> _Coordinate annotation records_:
____________________

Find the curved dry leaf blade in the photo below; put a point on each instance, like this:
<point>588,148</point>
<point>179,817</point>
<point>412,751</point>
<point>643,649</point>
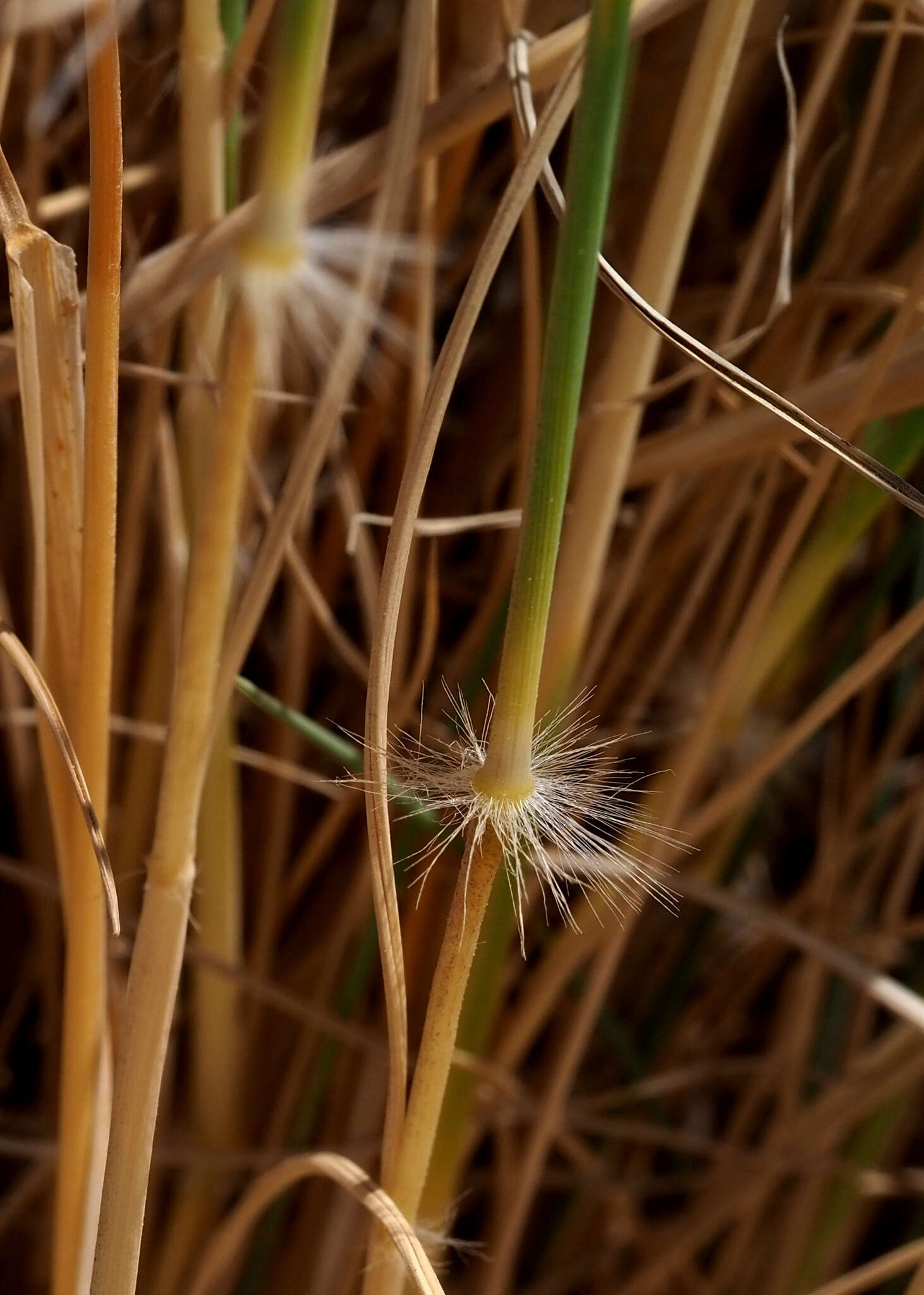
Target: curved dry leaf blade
<point>231,1237</point>
<point>518,70</point>
<point>17,653</point>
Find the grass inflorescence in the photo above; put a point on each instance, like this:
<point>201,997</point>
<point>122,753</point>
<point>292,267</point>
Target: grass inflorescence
<point>320,403</point>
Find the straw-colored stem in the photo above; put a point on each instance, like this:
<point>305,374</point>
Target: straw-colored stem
<point>86,1066</point>
<point>158,950</point>
<point>459,940</point>
<point>215,1043</point>
<point>629,367</point>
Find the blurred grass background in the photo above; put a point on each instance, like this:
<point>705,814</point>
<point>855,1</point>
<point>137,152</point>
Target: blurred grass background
<point>666,1102</point>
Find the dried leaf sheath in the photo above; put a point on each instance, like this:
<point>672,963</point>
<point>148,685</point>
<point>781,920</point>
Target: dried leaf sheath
<point>12,645</point>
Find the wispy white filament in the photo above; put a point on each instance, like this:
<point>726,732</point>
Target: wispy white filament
<point>568,830</point>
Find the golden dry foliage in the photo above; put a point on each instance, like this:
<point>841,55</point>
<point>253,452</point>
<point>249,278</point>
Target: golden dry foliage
<point>329,427</point>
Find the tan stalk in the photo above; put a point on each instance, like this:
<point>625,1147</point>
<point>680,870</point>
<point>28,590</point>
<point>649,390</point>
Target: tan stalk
<point>44,300</point>
<point>86,1056</point>
<point>604,460</point>
<point>233,1232</point>
<point>215,1026</point>
<point>162,930</point>
<point>300,482</point>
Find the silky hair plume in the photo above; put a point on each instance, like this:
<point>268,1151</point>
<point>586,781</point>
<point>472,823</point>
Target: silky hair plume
<point>571,830</point>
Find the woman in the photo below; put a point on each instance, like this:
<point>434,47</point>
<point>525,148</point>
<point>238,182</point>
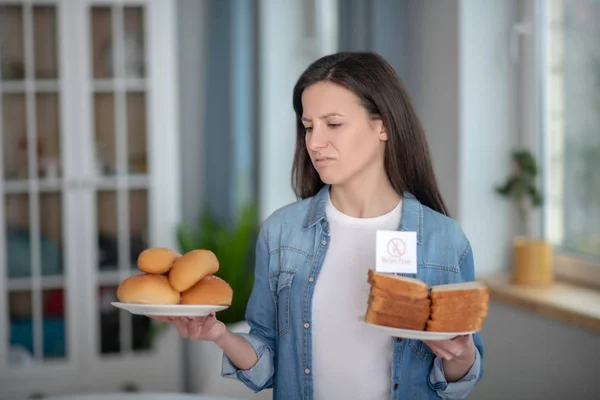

____________________

> _WHAT IS ASKED_:
Write out the listing from the line with "Find the straw-colored" to the line with "<point>629,367</point>", switching "straw-colored" to "pale yellow" and keeping everything else the same. Give only those lines.

> _IN RESPONSE_:
Find the pale yellow stem in the photo above; put a point on each instance, like this:
<point>305,374</point>
Target: pale yellow stem
<point>86,1066</point>
<point>158,950</point>
<point>459,940</point>
<point>215,1043</point>
<point>629,367</point>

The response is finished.